(Dataset records on object locations)
— Begin —

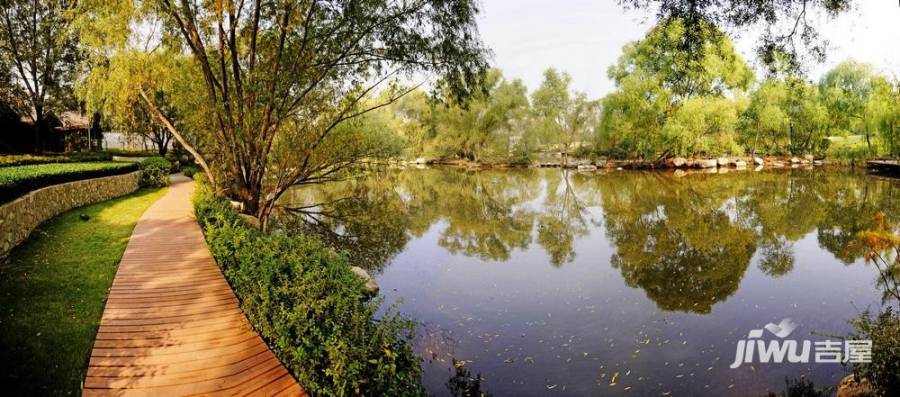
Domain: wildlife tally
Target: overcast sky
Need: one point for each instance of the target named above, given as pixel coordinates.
(584, 37)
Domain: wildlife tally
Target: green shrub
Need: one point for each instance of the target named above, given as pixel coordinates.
(884, 332)
(189, 170)
(132, 153)
(155, 172)
(16, 181)
(311, 309)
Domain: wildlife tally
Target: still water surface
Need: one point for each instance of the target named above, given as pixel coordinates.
(545, 282)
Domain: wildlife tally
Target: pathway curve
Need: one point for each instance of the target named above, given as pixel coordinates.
(172, 325)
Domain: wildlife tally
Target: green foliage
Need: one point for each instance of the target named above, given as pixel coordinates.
(38, 37)
(131, 153)
(303, 299)
(16, 181)
(666, 105)
(883, 330)
(786, 116)
(155, 172)
(786, 37)
(189, 171)
(11, 160)
(482, 128)
(54, 287)
(564, 119)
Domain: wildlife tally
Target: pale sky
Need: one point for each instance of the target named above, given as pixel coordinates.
(584, 37)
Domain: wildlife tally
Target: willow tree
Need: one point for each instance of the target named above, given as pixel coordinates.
(565, 117)
(280, 76)
(40, 45)
(788, 36)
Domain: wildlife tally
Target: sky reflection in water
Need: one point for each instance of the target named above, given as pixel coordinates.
(548, 282)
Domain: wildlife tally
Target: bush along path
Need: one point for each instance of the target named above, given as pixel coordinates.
(172, 325)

— End —

• _DIRECTIONS FOR THIS TASK_
Please recast all of the data above as a numbered list, skipping blank lines and leaving the picture out of your answer.

• _FINAL ANSWER_
1. Domain: wildlife tally
2. Target: overcast sky
3. Need: one point for each instance of the target named above, given as pixel coordinates.
4. (584, 37)
5. Domain: wildlife tally
6. Target: green shrub
7. Need: one point for each instance of the target named above, given as pixel coordinates.
8. (884, 332)
9. (189, 170)
10. (132, 153)
11. (155, 172)
12. (16, 181)
13. (311, 309)
14. Domain: wildlife tally
15. Target: still water surface
16. Need: one point for each instance of the target named above, given as pixel coordinates.
17. (545, 282)
18. Domain: wildlife tally
19. Target: pathway curve
20. Need: one point for each instance of the target named above, given as pixel coordinates.
21. (172, 325)
22. Domain: wildlife tally
23. Target: green foliage
24. Need: one point for each instance of the target named above, given as pixel coordinates.
25. (38, 37)
26. (131, 153)
27. (303, 299)
28. (16, 181)
29. (666, 105)
30. (883, 330)
31. (786, 116)
32. (155, 172)
33. (786, 37)
34. (189, 171)
35. (11, 160)
36. (482, 128)
37. (54, 287)
38. (564, 119)
39. Domain: wildlife tally
40. Target: pale sky
41. Need: one point for each instance of the target named above, given as pixel coordinates.
42. (584, 37)
43. Domain: wildlife tally
44. Target: willow tree
45. Need: one point for each instance of the target named above, given as pixel coordinates.
46. (565, 117)
47. (280, 76)
48. (40, 45)
49. (788, 36)
50. Domain: wildlife tally
51. Target: sky reflection in water
52. Need: one point for each instance of the target named above, given as pixel coordinates.
53. (548, 282)
54. Domain: wildlife tally
55. Target: bush along path
56. Need: one point for each instance of the target named above, given as pixel coordinates.
57. (172, 325)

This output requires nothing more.